### AIM OF THE EXERCISE
Exactly as written, reproduce the lines from the one that contains "of the suit" through the end of the records.

### DATA EXTRACTS

# # # #

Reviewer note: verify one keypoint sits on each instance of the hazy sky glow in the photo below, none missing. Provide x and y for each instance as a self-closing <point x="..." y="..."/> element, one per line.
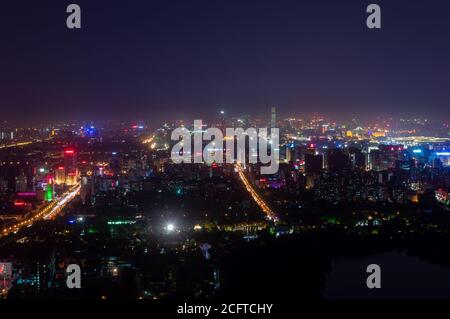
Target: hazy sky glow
<point x="173" y="59"/>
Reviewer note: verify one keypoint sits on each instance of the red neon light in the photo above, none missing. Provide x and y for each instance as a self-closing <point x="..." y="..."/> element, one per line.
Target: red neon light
<point x="26" y="194"/>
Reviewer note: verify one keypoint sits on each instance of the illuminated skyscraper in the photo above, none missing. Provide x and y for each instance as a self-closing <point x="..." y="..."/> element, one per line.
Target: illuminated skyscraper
<point x="70" y="164"/>
<point x="273" y="118"/>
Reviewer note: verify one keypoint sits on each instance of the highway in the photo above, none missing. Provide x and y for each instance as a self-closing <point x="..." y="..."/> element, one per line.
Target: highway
<point x="250" y="189"/>
<point x="48" y="212"/>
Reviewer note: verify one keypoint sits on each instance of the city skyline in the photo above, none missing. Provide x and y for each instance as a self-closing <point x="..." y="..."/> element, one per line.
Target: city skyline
<point x="165" y="60"/>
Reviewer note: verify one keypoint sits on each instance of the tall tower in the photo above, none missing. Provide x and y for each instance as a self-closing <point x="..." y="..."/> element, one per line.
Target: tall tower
<point x="273" y="118"/>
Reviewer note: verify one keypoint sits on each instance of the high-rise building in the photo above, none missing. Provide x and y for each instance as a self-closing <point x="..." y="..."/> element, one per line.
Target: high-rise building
<point x="337" y="160"/>
<point x="21" y="183"/>
<point x="70" y="164"/>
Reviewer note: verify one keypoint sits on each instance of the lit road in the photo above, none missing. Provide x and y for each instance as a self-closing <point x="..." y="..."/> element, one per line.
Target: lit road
<point x="261" y="203"/>
<point x="48" y="212"/>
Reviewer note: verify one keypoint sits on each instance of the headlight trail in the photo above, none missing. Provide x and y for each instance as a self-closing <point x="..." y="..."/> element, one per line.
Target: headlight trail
<point x="46" y="213"/>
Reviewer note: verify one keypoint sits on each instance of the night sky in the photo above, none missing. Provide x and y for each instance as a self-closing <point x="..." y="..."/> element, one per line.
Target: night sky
<point x="190" y="58"/>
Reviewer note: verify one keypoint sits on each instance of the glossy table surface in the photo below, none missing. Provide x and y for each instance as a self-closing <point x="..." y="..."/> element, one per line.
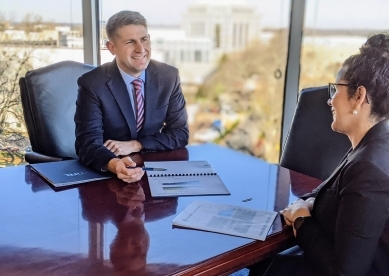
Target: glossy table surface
<point x="102" y="228"/>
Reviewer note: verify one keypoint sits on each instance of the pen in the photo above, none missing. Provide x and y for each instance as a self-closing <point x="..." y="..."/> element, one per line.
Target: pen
<point x="147" y="168"/>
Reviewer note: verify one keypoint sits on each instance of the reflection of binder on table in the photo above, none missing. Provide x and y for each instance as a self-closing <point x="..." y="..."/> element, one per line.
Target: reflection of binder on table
<point x="226" y="219"/>
<point x="184" y="178"/>
<point x="68" y="172"/>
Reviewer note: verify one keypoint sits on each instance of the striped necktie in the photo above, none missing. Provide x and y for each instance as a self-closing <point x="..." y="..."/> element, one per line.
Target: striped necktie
<point x="139" y="102"/>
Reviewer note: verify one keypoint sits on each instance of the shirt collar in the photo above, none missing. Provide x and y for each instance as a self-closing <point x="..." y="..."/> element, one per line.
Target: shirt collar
<point x="128" y="78"/>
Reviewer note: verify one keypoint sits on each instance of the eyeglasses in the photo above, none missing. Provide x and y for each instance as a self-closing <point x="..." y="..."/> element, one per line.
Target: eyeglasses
<point x="332" y="89"/>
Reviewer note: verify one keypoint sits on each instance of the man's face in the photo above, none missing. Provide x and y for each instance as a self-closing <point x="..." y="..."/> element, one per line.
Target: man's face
<point x="131" y="45"/>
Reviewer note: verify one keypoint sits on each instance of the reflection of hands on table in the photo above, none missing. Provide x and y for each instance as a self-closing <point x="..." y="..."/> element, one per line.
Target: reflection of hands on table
<point x="131" y="195"/>
<point x="119" y="167"/>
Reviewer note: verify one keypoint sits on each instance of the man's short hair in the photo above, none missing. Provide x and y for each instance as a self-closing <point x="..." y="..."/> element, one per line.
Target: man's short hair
<point x="121" y="19"/>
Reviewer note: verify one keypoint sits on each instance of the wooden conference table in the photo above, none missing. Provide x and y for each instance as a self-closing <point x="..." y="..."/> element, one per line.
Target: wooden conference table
<point x="93" y="230"/>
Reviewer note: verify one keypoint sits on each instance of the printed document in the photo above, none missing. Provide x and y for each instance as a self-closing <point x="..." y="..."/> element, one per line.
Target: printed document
<point x="226" y="219"/>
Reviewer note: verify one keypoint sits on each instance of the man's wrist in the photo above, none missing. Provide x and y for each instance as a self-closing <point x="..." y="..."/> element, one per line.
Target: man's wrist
<point x="299" y="221"/>
<point x="136" y="145"/>
<point x="111" y="166"/>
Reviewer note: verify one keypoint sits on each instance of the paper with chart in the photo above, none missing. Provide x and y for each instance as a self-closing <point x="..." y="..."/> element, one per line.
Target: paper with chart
<point x="226" y="219"/>
<point x="184" y="178"/>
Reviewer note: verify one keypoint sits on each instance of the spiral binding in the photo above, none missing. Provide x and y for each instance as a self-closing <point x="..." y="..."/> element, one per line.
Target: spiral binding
<point x="181" y="174"/>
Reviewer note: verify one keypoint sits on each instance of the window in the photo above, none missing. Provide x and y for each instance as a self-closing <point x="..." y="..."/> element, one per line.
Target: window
<point x="329" y="40"/>
<point x="227" y="57"/>
<point x="197" y="56"/>
<point x="33" y="34"/>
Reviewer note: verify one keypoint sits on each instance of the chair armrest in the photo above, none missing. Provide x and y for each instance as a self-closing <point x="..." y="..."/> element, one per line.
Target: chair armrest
<point x="34" y="157"/>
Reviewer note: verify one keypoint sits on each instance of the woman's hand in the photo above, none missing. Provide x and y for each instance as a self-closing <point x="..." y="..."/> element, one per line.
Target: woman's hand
<point x="299" y="208"/>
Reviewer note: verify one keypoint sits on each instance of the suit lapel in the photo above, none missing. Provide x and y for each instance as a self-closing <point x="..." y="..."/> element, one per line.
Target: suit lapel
<point x="119" y="91"/>
<point x="151" y="94"/>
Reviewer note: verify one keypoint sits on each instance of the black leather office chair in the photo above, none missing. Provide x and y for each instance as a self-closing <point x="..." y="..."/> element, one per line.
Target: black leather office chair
<point x="312" y="147"/>
<point x="49" y="97"/>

# # # #

### TASK SOLUTION
Reviewer note: verify one keypoint sits on each instance of the suit lapel in the photo above, none missing. Provide x and y for each instance as a self-closing <point x="..." y="..."/> element, one per line.
Target: suit lapel
<point x="119" y="91"/>
<point x="151" y="94"/>
Reviewer note: verify one keypoint sits on each instance of the black leather office chair in the photo above, none missing. Provide x and y for each instance as a self-closing <point x="..." y="..."/> element, one per line.
Target: black leather office chair
<point x="312" y="147"/>
<point x="49" y="97"/>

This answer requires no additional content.